_Given passage_:

○ ○ ○ ○

[GSoC 2025]: Matrix Archiver (Rust edition)

JadedBlueEyes · April 5, 2025, 5:10pm

Hi everyone! This is the more-complete proposal based on my pre-proposal here. Sorry that it’s so late!
I finished the last of my assignments yesterday, and the Easter break started then, too, so I’ll be much more active - I’ve put myself down as a regular for Monday meetings again!
I’ve made many technically opinionated decisions that I left open in my pre-proposal here, too.
Finally, I haven’t filled in the timeline yet, and this proposal probably needs a lot more editing. Please give me feedback!

With that said, here we go:

Project summary

Proposed mentor: julian45 (possibly zas, lucifer?)
Languages/skills: Rust/Matrix/HTML/Docker/Prometheus
Estimated project length: 350 hours
Difficulty: Medium
Expected Outcomes:

Matrix-native chat archiver, producing a portable, HTML-based output
Support Matrix’s reply, redaction and reaction features
Support Matrix’s media features

Additional Objectives:

Built-in full-text search functionality over past messages
Full support for Matrix’s threaded conversations (initial support will fall back as replies, with a ‘thread’ marker)

○ ○ ○ ○

_Records_:
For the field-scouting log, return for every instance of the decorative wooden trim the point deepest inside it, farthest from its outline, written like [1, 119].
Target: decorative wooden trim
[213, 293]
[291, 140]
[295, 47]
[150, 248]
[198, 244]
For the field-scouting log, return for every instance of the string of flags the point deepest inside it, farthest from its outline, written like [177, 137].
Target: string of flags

○ ○ ○ ○

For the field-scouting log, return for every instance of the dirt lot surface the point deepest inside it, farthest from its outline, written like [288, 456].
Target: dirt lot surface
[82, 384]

○ ○ ○ ○

_Brief_:
Answer these questions about the Matrix Archiver proposal:
(a) What estimated project length does it give?
(b) On which day are the meetings the author signed up to attend as a regular?
(c) How will threaded conversations be handled under the initial support?

_Full output_:
(a) 350 hours.
(b) Monday.
(c) They will fall back as replies, with a 'thread' marker.